- What you are asked to do
Return the patent text on the multiple-resolution scanner word for word, in full.

- Document text
<<<<

GB2344013A - Multiple-resolution scanner - Google Patents

Abstract

A multiple-resolution scanner for scanning an object at one of several resolutions has several mirrors 41,42,43 for transmitting light from the scanned object along several distinct light paths. Several lenses 51,52,53,54, which are separately placed in the light paths generate images of the scanned object at the positions of different detectors 61,62,63,64. The detectors generate electrical signals which are fed into a control circuit, either separately or combined, for further processing.

Description

MULTIPLE-RESOLUTION SCANNER BACKGROUND OF THE INVENTION 1. Field of the Invention The present invention relates to a multiple-resolution scanner, particularly to a multiple-resolution scanner which offers at least two resolutions that are switchable without any mechanical movement of lenses.

2. Description of Related Art Conventionally, text and image data of different types are read by scanners of different resolutions and with different scanning areas. For example, normal text is usually read from an area of 297 mm by 210 mm (A4 format) with a resolution of 300 dpi. For color photographs, 4 inches by 6 inches and 600 dpi are regularly used values for size and resolution. Slides and negative films require a resolution of 1200 dpi for satisfactory results, but typically only an area of 24 mm by 36 mm.

Conventional scanners, whether sheet feed scanners or flatbed scanners, aim at only one application for a certain image data type. Many scanners on the market are designed for A4 areas at a comparatively low resolution. For scanning photographs, scanners with a smaller scanned area and higher resolution are available. Scanning of slides is provided by scanners with a scanned area of 24 mm by 36 mm and an even higher resolution. Any user purchasing a scanner needs to consider the intended application and decide which type of scanner is most suitable. For different applications, several scanners are needed, which is not convenient.

>>>>

- Raw data
<<<<

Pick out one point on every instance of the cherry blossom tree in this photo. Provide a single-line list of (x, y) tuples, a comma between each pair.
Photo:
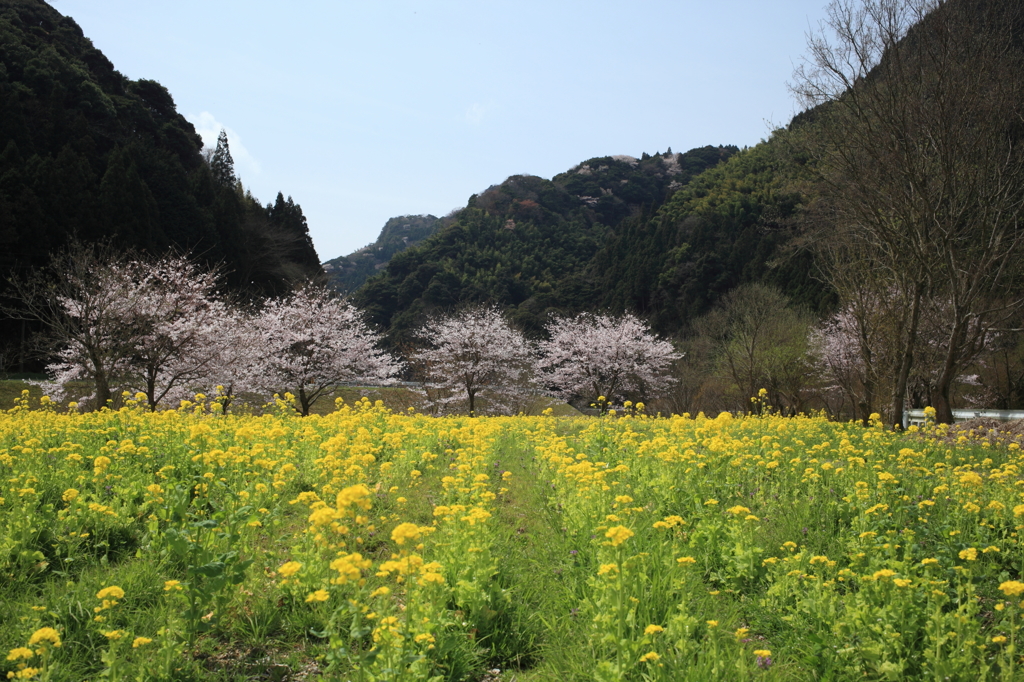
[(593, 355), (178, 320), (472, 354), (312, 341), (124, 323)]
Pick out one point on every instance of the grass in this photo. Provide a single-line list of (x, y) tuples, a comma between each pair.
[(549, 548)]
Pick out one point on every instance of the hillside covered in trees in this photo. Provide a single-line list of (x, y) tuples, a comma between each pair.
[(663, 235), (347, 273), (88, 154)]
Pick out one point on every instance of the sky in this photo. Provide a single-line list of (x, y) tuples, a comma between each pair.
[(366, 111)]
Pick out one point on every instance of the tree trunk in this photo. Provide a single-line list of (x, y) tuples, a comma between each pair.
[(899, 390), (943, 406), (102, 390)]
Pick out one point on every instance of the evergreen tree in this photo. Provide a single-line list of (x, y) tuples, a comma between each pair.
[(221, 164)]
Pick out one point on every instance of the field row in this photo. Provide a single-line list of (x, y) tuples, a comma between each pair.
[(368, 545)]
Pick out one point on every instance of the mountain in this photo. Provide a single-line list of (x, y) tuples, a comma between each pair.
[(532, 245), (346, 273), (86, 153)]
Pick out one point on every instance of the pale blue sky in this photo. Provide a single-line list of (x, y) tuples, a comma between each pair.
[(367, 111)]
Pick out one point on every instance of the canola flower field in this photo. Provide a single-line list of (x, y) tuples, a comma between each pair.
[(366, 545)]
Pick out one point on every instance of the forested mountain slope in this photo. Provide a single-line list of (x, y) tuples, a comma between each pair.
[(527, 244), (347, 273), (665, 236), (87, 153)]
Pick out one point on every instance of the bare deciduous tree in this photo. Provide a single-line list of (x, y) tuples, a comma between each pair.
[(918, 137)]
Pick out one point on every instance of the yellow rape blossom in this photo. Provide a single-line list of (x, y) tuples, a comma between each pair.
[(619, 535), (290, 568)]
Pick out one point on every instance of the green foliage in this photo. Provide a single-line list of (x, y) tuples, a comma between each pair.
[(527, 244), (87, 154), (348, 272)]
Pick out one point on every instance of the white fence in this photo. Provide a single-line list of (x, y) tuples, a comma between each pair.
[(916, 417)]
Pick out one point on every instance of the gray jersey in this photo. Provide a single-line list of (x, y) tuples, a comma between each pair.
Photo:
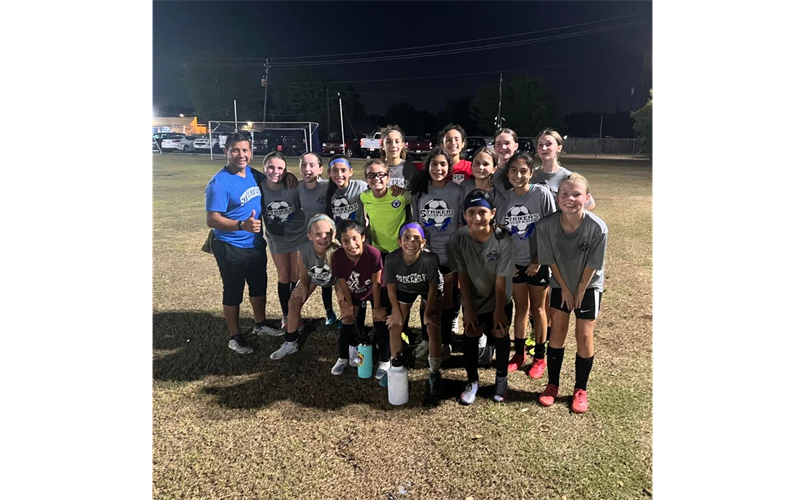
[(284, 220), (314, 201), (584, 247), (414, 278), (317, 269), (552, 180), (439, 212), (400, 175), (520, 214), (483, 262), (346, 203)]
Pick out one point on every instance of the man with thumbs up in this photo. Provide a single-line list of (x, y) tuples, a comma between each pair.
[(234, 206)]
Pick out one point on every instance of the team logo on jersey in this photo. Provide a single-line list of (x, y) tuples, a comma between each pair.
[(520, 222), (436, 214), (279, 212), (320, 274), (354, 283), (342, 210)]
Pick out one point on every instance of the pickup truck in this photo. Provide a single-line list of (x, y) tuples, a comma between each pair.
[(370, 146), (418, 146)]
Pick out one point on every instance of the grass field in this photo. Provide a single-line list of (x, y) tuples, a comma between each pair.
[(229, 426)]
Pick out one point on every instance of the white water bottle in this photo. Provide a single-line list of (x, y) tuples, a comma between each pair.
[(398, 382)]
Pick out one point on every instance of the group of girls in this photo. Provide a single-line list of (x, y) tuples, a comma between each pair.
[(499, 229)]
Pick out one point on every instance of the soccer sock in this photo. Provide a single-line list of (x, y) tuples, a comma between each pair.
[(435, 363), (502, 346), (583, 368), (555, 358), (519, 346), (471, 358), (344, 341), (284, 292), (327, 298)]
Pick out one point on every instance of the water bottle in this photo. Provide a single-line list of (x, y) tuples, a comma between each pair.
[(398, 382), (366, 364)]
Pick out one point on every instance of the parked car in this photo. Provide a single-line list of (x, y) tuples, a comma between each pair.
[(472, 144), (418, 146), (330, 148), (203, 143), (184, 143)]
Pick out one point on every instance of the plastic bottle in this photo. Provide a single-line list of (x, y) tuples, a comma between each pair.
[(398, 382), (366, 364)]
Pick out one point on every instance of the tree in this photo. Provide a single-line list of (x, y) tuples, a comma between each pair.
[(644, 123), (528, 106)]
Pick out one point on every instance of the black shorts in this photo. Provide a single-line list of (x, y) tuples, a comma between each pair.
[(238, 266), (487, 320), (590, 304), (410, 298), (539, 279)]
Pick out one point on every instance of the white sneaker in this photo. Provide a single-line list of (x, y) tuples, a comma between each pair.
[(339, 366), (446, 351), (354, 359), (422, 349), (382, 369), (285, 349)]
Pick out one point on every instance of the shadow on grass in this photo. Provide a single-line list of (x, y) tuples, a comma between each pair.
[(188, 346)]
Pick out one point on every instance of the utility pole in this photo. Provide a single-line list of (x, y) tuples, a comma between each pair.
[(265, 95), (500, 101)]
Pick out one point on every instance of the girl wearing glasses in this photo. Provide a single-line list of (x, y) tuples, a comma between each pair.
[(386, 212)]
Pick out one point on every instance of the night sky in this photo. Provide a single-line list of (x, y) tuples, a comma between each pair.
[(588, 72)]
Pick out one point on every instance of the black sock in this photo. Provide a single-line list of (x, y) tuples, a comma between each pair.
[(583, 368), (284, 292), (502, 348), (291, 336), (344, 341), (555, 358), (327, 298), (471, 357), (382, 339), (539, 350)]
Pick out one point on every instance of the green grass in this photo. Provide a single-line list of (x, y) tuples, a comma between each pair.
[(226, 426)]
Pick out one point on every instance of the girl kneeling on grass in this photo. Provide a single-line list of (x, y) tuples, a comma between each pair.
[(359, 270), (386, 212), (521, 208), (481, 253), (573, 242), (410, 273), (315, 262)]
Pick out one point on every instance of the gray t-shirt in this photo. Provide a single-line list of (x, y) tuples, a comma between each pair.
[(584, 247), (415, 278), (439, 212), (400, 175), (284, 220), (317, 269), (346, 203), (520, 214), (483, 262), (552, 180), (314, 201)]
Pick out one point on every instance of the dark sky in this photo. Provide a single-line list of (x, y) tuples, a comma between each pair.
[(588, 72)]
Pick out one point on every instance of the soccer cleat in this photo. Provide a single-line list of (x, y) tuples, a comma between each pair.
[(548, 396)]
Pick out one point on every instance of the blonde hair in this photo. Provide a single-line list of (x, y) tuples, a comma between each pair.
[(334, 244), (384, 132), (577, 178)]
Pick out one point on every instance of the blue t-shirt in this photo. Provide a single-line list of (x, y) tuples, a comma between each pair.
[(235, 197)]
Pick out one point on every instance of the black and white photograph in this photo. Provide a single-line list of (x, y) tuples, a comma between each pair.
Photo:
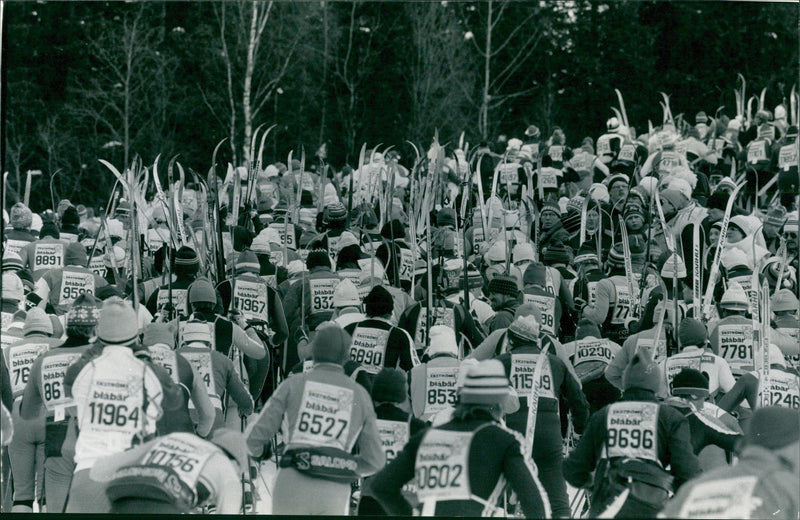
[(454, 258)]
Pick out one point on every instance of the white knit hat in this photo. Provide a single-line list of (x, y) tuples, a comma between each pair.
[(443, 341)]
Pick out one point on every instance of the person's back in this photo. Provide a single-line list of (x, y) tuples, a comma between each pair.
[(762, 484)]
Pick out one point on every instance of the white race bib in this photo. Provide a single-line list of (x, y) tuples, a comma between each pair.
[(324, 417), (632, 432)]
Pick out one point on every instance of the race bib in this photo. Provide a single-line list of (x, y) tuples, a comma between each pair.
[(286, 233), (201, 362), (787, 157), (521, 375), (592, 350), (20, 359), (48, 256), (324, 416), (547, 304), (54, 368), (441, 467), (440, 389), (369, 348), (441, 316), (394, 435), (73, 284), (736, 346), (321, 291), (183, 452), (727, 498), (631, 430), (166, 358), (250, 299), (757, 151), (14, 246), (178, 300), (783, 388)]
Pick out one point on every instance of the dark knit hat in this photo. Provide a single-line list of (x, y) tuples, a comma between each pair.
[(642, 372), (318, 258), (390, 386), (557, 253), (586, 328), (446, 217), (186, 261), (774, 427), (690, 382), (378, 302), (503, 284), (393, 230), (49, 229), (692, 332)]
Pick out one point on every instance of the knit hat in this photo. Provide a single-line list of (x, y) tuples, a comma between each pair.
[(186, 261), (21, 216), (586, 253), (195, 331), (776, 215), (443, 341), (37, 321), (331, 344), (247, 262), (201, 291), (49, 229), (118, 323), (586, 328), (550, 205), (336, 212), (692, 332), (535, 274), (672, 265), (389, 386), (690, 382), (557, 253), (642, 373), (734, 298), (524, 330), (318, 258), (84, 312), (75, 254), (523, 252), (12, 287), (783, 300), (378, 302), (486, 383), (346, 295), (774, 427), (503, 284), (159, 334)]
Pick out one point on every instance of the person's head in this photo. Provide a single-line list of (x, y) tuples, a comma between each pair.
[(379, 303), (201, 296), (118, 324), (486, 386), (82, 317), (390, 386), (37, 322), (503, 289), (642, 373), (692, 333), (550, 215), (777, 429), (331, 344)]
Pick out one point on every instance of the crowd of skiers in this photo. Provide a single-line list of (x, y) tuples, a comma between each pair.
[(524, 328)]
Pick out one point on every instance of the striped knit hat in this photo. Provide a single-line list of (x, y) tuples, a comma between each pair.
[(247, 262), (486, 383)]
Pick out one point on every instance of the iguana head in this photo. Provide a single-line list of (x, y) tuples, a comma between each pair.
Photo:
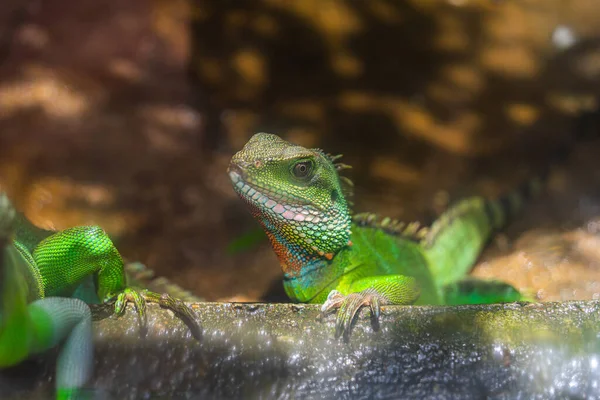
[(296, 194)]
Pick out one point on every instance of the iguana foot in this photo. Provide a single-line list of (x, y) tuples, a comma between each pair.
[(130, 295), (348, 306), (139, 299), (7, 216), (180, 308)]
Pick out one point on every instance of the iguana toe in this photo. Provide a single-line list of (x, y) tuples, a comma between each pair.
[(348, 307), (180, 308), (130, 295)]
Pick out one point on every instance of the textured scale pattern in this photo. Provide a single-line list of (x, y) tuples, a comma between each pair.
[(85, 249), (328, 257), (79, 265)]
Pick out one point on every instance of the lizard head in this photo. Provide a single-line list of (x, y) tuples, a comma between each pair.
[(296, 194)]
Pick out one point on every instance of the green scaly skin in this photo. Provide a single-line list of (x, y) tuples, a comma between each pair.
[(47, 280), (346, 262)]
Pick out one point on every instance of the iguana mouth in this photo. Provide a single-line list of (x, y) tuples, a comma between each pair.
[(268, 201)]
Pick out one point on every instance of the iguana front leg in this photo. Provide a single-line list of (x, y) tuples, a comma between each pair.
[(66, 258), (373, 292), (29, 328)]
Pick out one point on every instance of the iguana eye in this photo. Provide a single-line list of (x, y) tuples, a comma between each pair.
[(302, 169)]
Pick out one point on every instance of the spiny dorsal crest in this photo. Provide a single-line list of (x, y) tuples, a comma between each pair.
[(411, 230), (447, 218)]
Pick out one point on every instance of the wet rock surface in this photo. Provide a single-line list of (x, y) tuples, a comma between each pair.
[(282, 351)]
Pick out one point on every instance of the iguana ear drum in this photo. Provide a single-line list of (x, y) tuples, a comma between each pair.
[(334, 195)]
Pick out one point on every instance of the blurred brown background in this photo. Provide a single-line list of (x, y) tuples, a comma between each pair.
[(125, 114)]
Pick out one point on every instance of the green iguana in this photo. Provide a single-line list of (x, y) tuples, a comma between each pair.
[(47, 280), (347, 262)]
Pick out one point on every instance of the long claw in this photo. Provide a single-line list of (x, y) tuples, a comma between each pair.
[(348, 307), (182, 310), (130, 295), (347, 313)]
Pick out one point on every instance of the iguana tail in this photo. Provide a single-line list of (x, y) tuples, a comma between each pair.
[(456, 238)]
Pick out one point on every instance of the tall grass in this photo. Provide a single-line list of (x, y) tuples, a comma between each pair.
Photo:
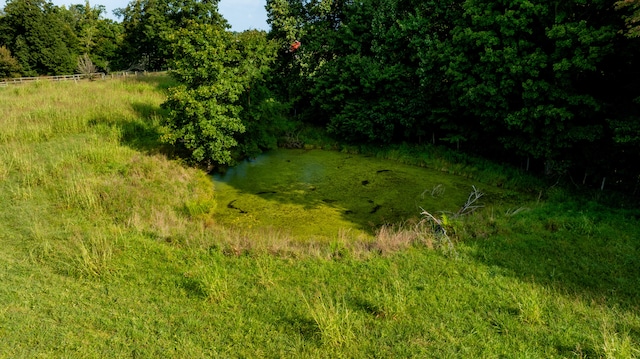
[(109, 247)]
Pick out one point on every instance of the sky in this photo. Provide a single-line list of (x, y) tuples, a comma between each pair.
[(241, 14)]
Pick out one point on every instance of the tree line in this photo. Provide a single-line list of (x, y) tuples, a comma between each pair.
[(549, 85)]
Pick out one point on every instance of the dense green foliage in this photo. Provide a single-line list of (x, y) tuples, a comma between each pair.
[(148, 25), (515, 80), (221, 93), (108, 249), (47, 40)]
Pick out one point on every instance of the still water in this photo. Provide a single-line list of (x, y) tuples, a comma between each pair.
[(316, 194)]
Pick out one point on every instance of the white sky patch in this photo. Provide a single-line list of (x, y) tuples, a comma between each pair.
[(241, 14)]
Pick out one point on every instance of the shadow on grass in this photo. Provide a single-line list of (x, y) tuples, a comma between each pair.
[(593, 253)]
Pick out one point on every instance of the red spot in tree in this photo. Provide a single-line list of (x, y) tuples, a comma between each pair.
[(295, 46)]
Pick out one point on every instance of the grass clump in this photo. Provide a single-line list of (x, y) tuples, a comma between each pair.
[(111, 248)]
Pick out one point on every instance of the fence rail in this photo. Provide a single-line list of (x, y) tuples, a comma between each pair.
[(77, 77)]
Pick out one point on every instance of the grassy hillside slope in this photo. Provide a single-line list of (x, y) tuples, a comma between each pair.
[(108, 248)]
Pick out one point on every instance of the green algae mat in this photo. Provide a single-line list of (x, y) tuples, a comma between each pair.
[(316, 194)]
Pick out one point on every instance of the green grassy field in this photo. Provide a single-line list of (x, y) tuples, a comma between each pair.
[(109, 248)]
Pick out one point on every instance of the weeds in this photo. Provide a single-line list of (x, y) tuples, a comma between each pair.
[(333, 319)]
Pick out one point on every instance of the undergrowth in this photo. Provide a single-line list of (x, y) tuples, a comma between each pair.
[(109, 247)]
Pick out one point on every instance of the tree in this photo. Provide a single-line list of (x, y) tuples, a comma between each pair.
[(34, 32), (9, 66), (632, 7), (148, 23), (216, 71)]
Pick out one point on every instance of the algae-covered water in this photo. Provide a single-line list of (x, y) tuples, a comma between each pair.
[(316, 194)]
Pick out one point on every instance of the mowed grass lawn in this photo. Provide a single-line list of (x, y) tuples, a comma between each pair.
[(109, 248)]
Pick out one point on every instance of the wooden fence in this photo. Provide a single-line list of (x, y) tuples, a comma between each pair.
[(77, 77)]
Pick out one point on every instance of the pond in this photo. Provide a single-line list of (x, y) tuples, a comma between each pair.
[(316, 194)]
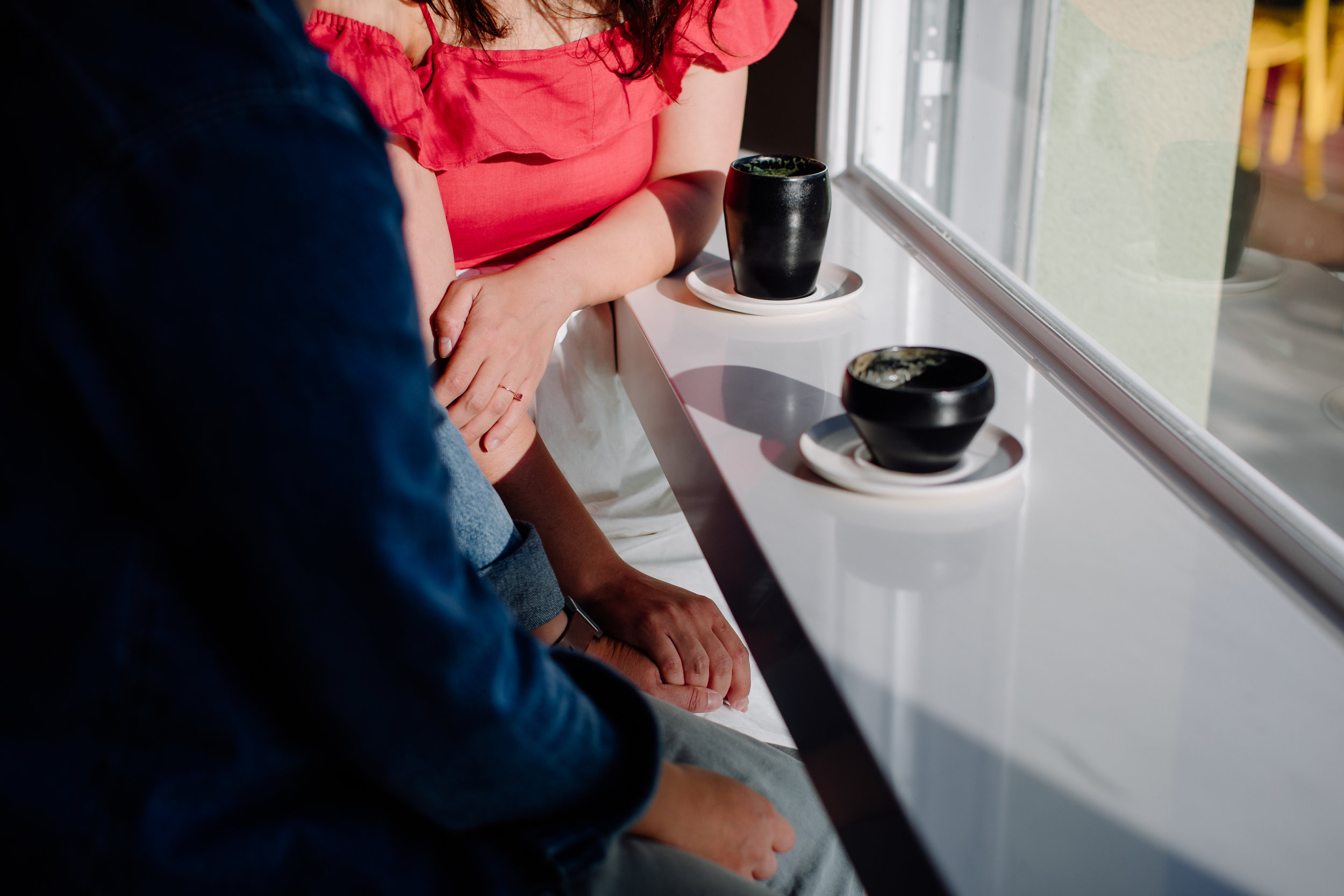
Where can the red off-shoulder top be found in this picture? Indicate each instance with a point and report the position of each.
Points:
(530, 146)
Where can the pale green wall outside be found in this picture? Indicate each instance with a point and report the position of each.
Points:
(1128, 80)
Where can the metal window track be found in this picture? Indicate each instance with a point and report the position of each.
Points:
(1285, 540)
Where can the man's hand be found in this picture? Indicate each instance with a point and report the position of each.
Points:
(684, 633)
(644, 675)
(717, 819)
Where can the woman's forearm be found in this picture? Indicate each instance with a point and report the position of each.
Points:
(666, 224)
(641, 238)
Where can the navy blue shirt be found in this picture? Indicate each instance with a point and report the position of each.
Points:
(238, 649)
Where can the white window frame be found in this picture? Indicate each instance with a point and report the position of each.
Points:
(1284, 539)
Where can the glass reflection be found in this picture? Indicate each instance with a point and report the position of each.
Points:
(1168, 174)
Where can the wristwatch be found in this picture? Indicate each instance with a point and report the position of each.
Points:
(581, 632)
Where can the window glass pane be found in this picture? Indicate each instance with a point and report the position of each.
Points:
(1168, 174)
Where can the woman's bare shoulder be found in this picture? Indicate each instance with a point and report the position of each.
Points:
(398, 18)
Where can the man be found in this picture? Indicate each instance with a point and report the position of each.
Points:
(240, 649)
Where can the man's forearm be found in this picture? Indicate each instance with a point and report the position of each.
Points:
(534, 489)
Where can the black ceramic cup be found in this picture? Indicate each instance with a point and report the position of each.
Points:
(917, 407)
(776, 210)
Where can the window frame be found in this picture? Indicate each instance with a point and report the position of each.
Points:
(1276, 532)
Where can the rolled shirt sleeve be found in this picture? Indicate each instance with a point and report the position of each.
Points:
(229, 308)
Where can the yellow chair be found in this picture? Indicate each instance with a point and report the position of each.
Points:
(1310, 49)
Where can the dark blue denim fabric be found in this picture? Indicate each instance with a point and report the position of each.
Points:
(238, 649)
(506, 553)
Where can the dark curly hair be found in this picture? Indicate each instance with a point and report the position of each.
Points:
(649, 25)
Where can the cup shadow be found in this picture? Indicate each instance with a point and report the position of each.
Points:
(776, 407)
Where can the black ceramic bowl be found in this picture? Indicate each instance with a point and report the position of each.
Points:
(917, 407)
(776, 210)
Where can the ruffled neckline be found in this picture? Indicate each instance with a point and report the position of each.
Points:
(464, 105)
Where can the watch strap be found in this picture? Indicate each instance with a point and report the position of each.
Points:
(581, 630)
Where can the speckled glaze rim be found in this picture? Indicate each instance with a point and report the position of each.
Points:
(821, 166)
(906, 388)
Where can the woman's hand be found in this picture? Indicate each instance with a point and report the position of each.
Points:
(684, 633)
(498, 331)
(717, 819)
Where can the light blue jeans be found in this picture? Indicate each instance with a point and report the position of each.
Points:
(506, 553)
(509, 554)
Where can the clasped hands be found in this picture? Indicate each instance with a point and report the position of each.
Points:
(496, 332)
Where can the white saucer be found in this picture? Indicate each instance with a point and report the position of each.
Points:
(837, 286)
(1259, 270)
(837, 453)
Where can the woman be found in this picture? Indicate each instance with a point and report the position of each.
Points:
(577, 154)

>>>>

- Written answer
GB2344013A - Multiple-resolution scanner - Google Patents

Abstract

A multiple-resolution scanner for scanning an object at one of several resolutions has several mirrors 41,42,43 for transmitting light from the scanned object along several distinct light paths. Several lenses 51,52,53,54, which are separately placed in the light paths generate images of the scanned object at the positions of different detectors 61,62,63,64. The detectors generate electrical signals which are fed into a control circuit, either separately or combined, for further processing.

Description

MULTIPLE-RESOLUTION SCANNER BACKGROUND OF THE INVENTION 1. Field of the Invention The present invention relates to a multiple-resolution scanner, particularly to a multiple-resolution scanner which offers at least two resolutions that are switchable without any mechanical movement of lenses.

2. Description of Related Art Conventionally, text and image data of different types are read by scanners of different resolutions and with different scanning areas. For example, normal text is usually read from an area of 297 mm by 210 mm (A4 format) with a resolution of 300 dpi. For color photographs, 4 inches by 6 inches and 600 dpi are regularly used values for size and resolution. Slides and negative films require a resolution of 1200 dpi for satisfactory results, but typically only an area of 24 mm by 36 mm.

Conventional scanners, whether sheet feed scanners or flatbed scanners, aim at only one application for a certain image data type. Many scanners on the market are designed for A4 areas at a comparatively low resolution. For scanning photographs, scanners with a smaller scanned area and higher resolution are available. Scanning of slides is provided by scanners with a scanned area of 24 mm by 36 mm and an even higher resolution. Any user purchasing a scanner needs to consider the intended application and decide which type of scanner is most suitable. For different applications, several scanners are needed, which is not convenient.